### [Exercise materials]
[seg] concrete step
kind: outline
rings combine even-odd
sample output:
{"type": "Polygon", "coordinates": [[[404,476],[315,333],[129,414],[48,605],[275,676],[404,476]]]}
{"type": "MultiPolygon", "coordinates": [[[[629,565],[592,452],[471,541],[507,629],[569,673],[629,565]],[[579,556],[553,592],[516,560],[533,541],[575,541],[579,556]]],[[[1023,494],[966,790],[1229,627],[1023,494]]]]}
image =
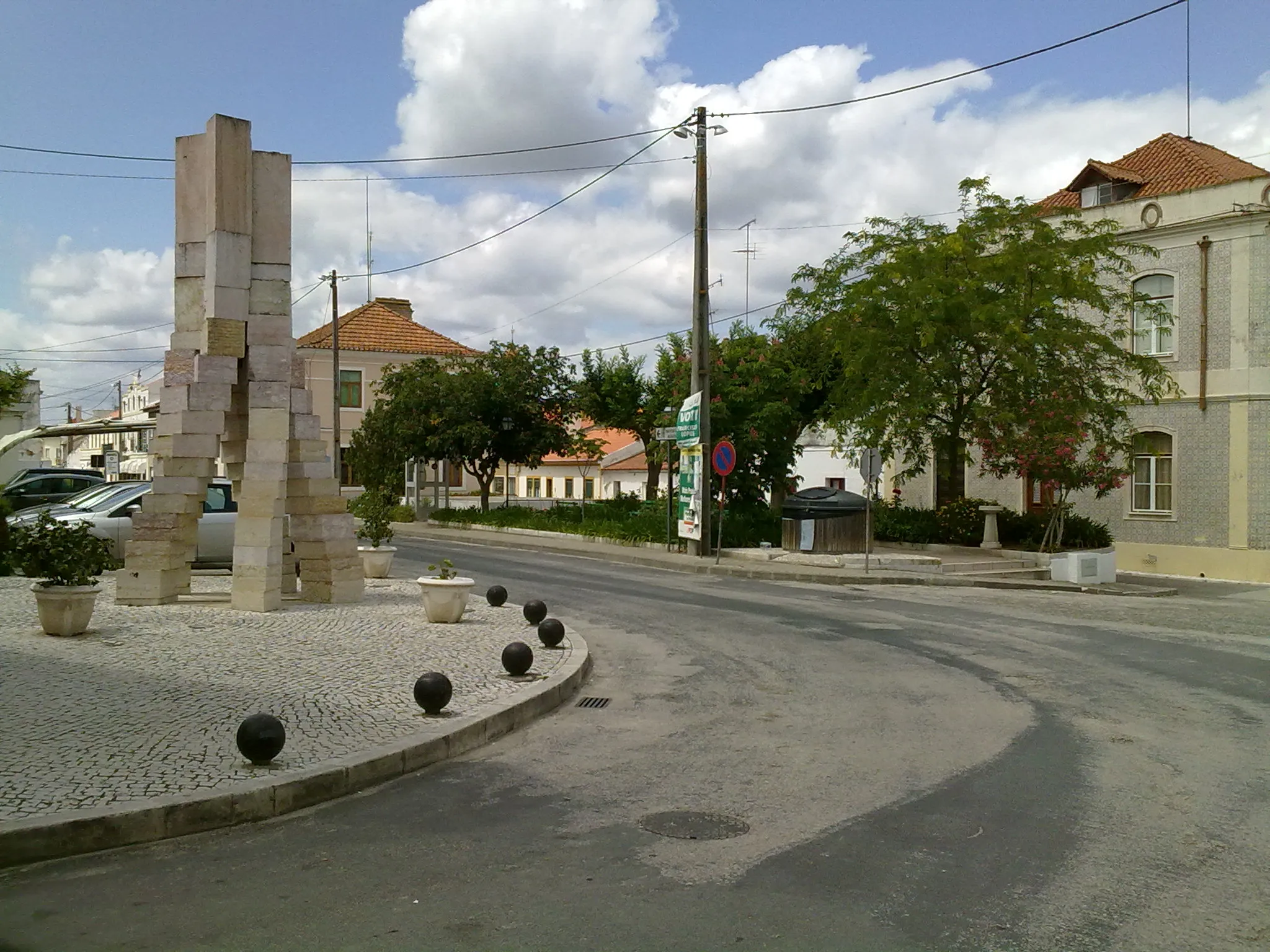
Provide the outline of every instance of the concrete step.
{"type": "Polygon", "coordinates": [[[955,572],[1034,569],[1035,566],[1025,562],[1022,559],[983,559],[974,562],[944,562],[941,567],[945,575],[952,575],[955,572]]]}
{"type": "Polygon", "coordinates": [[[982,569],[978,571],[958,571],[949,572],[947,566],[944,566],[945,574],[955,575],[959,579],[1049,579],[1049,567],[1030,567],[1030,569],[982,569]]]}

...

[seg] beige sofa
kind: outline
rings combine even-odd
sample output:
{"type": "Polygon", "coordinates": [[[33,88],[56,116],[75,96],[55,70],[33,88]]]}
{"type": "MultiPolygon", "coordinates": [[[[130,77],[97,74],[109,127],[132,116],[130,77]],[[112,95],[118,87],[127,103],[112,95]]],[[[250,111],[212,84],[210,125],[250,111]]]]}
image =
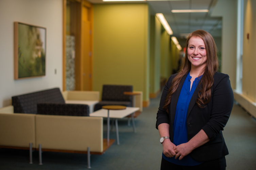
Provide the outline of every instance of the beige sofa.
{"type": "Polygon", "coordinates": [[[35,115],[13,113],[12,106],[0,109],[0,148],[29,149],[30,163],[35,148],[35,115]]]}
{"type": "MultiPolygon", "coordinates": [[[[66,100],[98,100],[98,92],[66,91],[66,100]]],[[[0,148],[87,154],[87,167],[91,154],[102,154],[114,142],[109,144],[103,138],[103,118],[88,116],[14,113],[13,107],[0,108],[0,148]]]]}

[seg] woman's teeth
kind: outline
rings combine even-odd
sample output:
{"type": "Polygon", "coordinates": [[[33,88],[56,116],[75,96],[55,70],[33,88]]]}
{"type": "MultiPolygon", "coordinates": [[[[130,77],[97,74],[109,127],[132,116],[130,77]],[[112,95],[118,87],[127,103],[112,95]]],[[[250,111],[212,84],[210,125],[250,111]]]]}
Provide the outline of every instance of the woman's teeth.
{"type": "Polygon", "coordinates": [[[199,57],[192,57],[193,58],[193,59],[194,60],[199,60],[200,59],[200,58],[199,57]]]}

* * *

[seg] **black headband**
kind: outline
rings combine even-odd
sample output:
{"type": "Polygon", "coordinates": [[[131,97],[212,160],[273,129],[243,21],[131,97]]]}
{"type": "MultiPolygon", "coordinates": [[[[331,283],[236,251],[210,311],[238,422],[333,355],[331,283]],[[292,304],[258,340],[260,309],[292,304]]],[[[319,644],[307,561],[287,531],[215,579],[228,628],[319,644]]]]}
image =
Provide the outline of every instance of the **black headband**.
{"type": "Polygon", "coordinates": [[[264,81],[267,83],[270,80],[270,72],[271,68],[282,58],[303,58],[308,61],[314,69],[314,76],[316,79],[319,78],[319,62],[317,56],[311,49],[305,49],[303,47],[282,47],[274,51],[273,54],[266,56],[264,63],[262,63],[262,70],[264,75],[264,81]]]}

### [Short task]
State how many lines of the data above contain the word "teeth". Reply with the number alone.

### [Solution to this exercise]
2